● **Required action**
Transcribe each record as written.

[Material provided Boundary: Start]

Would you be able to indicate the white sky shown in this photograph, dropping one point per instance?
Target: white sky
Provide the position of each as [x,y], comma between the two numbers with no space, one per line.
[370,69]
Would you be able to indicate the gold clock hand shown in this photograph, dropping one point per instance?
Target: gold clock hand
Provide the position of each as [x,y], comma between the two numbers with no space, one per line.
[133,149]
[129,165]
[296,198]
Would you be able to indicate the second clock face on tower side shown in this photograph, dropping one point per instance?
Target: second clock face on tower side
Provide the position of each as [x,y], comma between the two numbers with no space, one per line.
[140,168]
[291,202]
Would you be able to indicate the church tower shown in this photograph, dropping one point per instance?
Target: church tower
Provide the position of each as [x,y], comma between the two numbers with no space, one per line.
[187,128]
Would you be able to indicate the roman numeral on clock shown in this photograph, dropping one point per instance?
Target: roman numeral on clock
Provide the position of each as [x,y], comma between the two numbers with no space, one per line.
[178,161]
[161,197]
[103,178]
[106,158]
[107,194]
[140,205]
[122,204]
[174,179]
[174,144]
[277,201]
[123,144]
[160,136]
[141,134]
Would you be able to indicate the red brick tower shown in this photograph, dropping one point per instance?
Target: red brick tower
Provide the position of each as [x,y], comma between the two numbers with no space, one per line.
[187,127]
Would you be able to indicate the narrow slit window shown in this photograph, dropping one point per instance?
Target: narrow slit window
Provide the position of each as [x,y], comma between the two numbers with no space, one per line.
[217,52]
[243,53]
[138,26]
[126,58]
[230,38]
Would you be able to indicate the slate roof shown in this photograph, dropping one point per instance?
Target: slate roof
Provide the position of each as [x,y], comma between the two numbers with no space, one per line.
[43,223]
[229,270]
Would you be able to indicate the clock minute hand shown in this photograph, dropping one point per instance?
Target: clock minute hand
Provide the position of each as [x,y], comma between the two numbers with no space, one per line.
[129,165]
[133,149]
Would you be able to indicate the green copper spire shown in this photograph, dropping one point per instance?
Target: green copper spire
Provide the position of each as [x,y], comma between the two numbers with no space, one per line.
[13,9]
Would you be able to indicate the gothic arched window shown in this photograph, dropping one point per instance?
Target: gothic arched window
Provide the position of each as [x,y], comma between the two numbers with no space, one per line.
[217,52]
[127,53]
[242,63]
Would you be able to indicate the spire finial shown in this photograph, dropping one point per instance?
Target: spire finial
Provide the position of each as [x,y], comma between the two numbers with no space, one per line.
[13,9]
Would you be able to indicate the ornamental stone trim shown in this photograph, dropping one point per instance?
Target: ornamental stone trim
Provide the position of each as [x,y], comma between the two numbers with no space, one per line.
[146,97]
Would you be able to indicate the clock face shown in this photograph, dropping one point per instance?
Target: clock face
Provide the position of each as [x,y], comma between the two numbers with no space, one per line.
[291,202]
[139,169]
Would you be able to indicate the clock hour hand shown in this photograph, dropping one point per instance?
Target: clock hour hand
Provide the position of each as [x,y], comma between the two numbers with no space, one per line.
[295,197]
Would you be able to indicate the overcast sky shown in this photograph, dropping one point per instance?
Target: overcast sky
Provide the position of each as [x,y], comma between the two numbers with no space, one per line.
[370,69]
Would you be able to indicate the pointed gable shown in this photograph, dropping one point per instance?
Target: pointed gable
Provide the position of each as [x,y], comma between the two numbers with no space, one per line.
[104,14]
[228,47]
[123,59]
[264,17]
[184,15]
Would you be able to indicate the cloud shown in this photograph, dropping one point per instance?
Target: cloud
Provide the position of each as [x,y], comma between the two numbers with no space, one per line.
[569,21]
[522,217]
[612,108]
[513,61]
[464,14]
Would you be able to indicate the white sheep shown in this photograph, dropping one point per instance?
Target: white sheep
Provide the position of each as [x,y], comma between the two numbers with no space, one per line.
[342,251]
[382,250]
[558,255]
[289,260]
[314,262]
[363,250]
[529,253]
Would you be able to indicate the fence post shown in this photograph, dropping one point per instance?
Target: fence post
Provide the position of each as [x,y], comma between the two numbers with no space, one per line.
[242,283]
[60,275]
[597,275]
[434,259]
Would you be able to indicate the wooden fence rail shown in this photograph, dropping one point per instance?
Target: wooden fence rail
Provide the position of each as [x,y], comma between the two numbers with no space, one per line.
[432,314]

[Material provided Boundary: End]

● **Answer to the problem**
Would you be able to indicate the white sky shown in this photograph, dropping one point per instance?
Target: white sky
Provide the position of each as [x,y], comma between the two numbers with no space, one per line.
[370,69]
Would you be able to indicate the gold clock hand shown in this photograph, dropping one point per instance?
Target: gold clock hand
Provide the position of each as [x,y], comma between the two numbers with no space, one per line.
[133,149]
[129,165]
[296,198]
Would you be able to indicate the second clock face on tower side shown in this photograph, dropping one point per instance?
Target: second clock face on tower side
Provide the position of each as [x,y], comma between the two numbers with no space, one per line.
[140,168]
[291,202]
Would you be able to indicate the church tower shown in this photograph, dropping one point per instance?
Target: church tower
Provide the position of each as [x,y], comma between the two numbers with no space, one per line.
[187,128]
Would you be able to indicate the roman numeral on clock shown in this photograph, dropping one point per instance?
Target: roman numeral on clock
Provide the position of each as [x,y], comma between the two numbers with no space, one per line.
[178,161]
[161,197]
[103,178]
[106,158]
[107,194]
[140,205]
[122,204]
[174,179]
[174,144]
[277,201]
[123,144]
[160,136]
[141,134]
Would you be able to indicate the red brick tower shown in this photograph, dropping one point per instance?
Target: red brick tower
Provide the position of each as [x,y], comma between the two numbers with no space, one per line.
[187,127]
Would you be able to indicate the narrow slit window shown in this photograph, dropping one point per instance?
Target: narrow slit window
Provide the position of each as [x,y], comma between the two numbers with no space, one per line.
[217,52]
[243,53]
[138,26]
[126,58]
[230,38]
Would you be able to indicate the slate roof shown in this photograph, dropping one point per instance?
Target: slate roof
Provide the position of each as [x,y], comma between the two numbers with no space, one per line.
[43,223]
[229,270]
Would you be able to indicate the clock minute hand shown in this photograph, dropping one point per instance?
Target: clock minute hand
Provide the position of each as [x,y], comma between the two numbers with no space, one per line.
[129,165]
[133,149]
Would you be able to indicate the green copper spire shown in this photograph, dropping one point per instance?
Target: green copper spire
Provide the position of each as [x,y], comma between the two numbers with no space, one per line.
[13,9]
Would you be able to indicate the gothic arched window shown in this photograph, dropping one point per instance?
Target: gothic arched window
Provide the position of each as [x,y], comma between the two numbers with no space, one per line.
[217,52]
[127,53]
[242,63]
Would you be able to indicate the spire finial shown in this photograph, dropping one point per instance?
Target: spire finial
Provide the position of each as [x,y], comma between the two numbers with no space, one per line.
[13,9]
Would you be able to indicate the ornamental stone trim shown in this photograph, dropping one point per instance?
Target: ornamental stone trim
Provide the position of each as [x,y], comma between the two numbers with no space, one per line.
[146,97]
Would you be able to indicate the clock face shown in this photograph, dropping one point per instance?
Target: clock face
Provide the position of each as [x,y], comma between the two numbers with no space, one per line.
[291,202]
[139,169]
Would you be able to indicate the clock hour hand shown in this photograph, dropping one point per instance?
Target: clock hour hand
Provide the position of each as [x,y], comma between the two numbers with no space, one per line.
[295,197]
Would you be able to indicate the overcast sky shown in this photograph, dropping one point per instance?
Target: overcast sky
Provide the position of each as [x,y], comma between the two numbers with no space, one per line.
[370,69]
Would you be able to indicate the pointed gable shown in this photograph, dropping one point per instance?
Target: pointed gable
Provide the position of each as [x,y], comma between the two numbers with no space, one per line.
[104,14]
[228,47]
[123,59]
[264,17]
[184,15]
Would you be able to indicate the cloud shown in this photograph, dropping one point per instance?
Target: cloud
Provide the position of each as [x,y], comma between the two numbers with no space, one per line.
[569,21]
[522,217]
[612,108]
[513,61]
[464,14]
Would you be able to indicate the white sheep shown in this photograph, dropping one point per instance?
Target: white sheep
Provide the position of each as [x,y], comma between the two numbers with no space, one per line.
[342,251]
[382,250]
[558,255]
[289,260]
[314,262]
[363,250]
[529,253]
Would you be able to indicate the fence post shown in this photograph, dropping one point per instance?
Target: fence post
Provide the position of each as [x,y], comma between the two numbers with no space, one per line.
[242,283]
[60,275]
[597,275]
[434,259]
Would you be able to indicate the wooden fence rail shown in this photograph, dropping one point per instance?
Target: wooden fence rail
Provide the position of each as [x,y], comma between the two numbers with no space, one per line.
[432,314]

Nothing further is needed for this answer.